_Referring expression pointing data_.
###

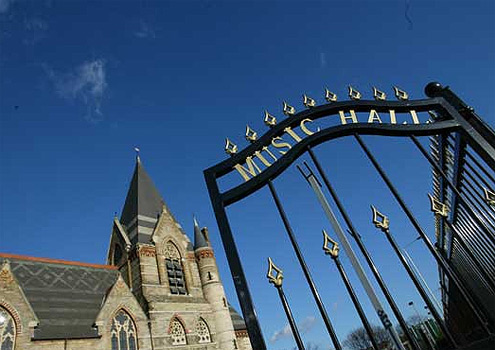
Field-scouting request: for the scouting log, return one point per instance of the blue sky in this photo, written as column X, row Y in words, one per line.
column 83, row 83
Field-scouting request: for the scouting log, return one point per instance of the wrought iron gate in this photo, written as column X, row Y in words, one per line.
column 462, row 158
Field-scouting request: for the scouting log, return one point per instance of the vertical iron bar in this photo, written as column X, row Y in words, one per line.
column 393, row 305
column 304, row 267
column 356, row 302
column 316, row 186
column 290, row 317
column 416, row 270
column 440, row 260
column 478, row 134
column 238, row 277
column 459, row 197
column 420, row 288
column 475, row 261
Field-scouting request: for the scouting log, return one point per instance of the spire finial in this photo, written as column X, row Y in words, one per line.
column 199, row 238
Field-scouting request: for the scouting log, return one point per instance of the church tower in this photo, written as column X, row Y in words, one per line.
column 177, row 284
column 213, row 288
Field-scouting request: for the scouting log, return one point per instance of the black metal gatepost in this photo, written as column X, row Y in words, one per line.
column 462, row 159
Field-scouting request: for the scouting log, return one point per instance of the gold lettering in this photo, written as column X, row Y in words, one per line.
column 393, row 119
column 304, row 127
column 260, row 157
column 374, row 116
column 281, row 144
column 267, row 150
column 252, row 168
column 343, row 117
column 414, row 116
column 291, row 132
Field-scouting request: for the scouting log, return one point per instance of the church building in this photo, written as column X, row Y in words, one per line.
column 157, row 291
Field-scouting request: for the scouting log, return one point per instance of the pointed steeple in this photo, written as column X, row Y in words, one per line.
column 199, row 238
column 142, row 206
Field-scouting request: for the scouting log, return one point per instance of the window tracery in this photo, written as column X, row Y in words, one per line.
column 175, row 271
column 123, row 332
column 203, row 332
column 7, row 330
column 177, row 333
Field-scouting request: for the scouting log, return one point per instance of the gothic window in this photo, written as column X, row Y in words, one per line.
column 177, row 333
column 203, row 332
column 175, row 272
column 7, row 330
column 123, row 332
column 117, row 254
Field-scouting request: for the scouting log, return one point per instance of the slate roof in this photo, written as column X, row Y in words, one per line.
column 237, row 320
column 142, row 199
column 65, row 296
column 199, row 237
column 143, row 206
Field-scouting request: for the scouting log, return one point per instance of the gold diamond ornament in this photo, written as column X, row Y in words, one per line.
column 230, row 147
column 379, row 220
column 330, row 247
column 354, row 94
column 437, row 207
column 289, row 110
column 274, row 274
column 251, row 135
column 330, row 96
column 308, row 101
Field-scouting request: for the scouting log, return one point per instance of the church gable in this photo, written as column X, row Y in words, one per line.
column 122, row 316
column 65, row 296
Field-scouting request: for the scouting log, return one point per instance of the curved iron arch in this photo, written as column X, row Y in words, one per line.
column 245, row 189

###

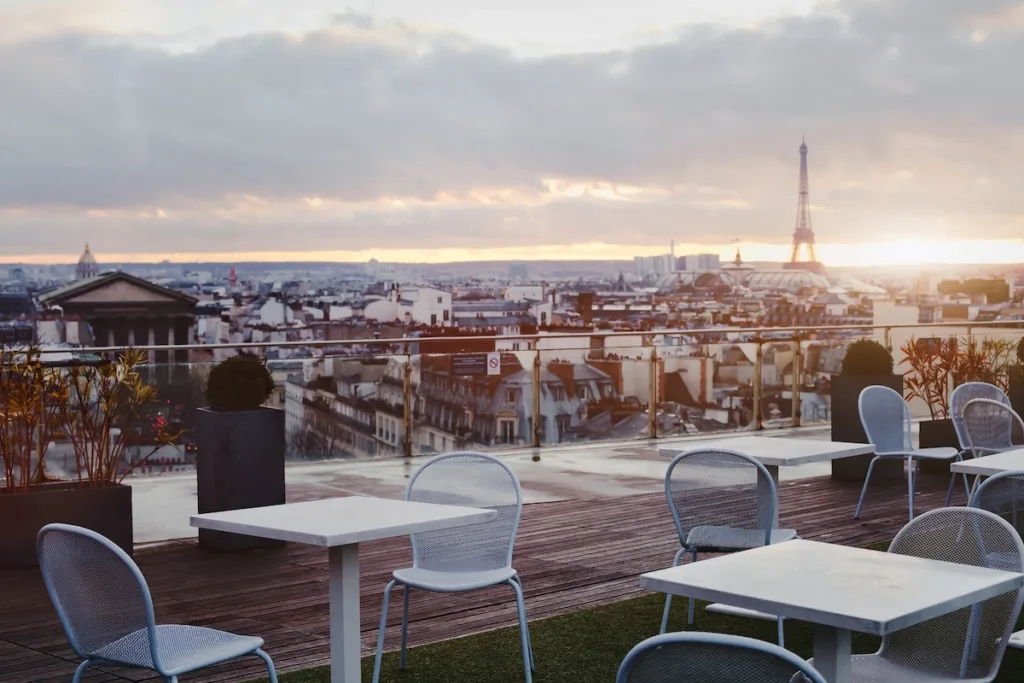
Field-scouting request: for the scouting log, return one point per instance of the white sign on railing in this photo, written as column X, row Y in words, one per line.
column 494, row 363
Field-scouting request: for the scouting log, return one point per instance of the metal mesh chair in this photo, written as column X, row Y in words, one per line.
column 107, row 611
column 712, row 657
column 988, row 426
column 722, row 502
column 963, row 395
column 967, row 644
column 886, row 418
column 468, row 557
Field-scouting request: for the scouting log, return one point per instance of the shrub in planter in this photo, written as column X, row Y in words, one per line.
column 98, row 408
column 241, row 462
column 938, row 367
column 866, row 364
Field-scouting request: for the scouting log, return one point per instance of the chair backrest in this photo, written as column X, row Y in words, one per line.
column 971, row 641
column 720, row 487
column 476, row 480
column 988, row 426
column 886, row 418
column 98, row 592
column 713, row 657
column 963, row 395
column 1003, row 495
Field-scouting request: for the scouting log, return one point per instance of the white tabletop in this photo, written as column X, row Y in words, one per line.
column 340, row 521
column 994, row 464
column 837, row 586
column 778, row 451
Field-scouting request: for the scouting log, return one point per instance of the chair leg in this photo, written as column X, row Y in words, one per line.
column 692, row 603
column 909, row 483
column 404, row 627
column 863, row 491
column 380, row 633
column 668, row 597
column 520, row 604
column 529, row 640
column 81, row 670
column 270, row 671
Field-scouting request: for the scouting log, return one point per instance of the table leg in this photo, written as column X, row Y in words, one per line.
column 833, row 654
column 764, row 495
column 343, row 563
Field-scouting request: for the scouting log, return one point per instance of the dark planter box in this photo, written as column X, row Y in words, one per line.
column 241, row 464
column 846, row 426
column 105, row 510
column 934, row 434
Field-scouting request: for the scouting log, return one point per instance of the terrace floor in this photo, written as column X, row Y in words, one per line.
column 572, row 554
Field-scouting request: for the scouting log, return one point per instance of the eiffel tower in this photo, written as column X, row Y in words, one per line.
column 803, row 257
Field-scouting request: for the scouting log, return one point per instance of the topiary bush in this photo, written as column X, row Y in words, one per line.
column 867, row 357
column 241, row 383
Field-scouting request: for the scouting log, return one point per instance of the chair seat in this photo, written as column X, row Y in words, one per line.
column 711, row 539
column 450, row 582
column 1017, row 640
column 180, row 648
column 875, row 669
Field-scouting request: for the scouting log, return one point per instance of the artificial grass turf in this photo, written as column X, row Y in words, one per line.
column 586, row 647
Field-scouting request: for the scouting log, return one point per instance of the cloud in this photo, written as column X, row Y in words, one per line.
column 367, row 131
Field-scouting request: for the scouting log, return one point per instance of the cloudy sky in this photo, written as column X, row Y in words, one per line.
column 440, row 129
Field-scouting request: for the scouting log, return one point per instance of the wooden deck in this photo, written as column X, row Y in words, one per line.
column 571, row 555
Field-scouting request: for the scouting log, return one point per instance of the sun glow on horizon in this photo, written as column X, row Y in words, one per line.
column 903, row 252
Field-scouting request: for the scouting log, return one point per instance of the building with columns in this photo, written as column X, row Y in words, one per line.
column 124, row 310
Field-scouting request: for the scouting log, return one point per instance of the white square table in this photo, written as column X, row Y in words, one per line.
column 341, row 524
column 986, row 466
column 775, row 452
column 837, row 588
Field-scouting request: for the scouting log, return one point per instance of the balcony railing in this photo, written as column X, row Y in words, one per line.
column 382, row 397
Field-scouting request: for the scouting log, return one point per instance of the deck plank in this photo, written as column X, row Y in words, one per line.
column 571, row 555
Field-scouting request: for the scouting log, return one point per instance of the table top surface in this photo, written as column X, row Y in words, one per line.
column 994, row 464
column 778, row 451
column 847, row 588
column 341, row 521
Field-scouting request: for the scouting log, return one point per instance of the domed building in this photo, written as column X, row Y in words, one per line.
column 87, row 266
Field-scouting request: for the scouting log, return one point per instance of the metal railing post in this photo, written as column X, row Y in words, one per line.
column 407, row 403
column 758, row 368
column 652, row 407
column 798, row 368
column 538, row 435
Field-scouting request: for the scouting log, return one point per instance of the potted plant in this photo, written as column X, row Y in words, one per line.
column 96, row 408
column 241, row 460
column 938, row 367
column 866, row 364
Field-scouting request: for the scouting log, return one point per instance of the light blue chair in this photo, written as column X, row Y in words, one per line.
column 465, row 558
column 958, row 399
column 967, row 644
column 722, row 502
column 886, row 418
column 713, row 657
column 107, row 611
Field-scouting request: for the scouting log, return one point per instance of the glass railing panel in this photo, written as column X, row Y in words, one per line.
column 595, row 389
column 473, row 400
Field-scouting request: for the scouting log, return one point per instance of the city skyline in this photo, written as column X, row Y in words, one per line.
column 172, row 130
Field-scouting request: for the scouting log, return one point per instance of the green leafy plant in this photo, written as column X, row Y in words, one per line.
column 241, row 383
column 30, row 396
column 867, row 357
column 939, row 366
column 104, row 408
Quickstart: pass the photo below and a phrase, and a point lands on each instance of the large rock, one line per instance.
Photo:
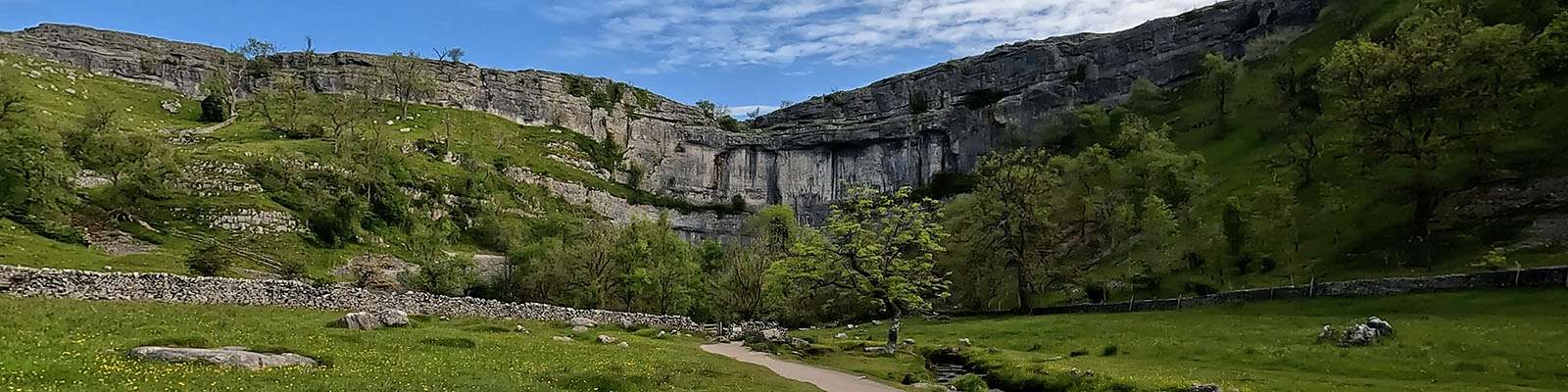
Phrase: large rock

###

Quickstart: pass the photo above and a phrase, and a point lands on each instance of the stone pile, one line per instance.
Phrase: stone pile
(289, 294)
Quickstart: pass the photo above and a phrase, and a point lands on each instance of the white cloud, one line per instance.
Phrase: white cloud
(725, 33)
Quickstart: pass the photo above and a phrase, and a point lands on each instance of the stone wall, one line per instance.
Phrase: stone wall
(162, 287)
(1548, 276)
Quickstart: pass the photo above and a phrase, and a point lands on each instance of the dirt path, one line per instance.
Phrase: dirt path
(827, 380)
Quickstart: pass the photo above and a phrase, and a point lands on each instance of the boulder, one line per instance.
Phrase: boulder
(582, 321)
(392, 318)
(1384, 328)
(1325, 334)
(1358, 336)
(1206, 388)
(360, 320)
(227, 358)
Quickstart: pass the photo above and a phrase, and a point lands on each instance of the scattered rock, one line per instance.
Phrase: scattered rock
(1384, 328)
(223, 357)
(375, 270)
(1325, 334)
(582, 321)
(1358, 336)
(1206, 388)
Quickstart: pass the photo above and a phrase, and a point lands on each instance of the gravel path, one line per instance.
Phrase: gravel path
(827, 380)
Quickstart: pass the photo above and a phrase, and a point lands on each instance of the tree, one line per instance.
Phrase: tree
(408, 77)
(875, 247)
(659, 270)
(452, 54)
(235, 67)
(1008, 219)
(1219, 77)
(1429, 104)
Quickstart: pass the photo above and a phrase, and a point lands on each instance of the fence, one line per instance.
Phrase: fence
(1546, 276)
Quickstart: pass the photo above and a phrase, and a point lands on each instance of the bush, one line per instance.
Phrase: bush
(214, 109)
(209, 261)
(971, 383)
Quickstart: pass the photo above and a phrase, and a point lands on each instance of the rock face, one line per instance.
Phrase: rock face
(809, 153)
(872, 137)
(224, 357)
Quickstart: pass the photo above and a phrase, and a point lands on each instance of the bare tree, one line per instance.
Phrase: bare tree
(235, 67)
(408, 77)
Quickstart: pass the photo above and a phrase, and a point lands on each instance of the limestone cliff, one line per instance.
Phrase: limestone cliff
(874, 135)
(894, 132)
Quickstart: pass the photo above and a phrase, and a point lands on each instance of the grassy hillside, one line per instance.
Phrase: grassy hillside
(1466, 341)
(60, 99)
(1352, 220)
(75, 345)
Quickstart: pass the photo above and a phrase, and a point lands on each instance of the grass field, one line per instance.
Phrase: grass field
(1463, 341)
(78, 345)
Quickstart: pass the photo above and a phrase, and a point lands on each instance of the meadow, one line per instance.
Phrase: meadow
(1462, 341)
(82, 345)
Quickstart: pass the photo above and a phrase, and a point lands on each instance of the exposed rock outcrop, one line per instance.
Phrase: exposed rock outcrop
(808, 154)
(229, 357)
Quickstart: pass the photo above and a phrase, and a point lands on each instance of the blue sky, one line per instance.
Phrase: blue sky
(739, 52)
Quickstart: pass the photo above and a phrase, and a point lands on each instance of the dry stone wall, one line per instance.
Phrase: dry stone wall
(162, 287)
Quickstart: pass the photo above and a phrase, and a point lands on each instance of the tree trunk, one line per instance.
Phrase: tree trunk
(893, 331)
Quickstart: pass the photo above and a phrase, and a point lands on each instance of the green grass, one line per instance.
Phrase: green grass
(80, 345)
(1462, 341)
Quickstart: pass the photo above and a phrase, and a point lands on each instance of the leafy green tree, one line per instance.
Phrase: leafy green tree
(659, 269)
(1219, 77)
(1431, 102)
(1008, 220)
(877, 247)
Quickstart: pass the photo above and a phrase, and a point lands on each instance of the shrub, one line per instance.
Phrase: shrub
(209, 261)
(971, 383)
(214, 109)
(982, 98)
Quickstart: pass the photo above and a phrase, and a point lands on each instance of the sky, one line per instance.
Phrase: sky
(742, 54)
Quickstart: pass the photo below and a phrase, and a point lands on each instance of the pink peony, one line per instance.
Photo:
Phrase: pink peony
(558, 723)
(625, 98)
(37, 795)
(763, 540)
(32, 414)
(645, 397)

###

_Requirement_. Please copy every line in the entries where "below" appears.

_Exercise response_.
Quickstart: pass the photo below and a phrase, and a point lands on each instance of the large rock, one line per instance.
Quickstart: pass the photo below and a phrase, and a point lands on each instance of the pink peony, one line per instance.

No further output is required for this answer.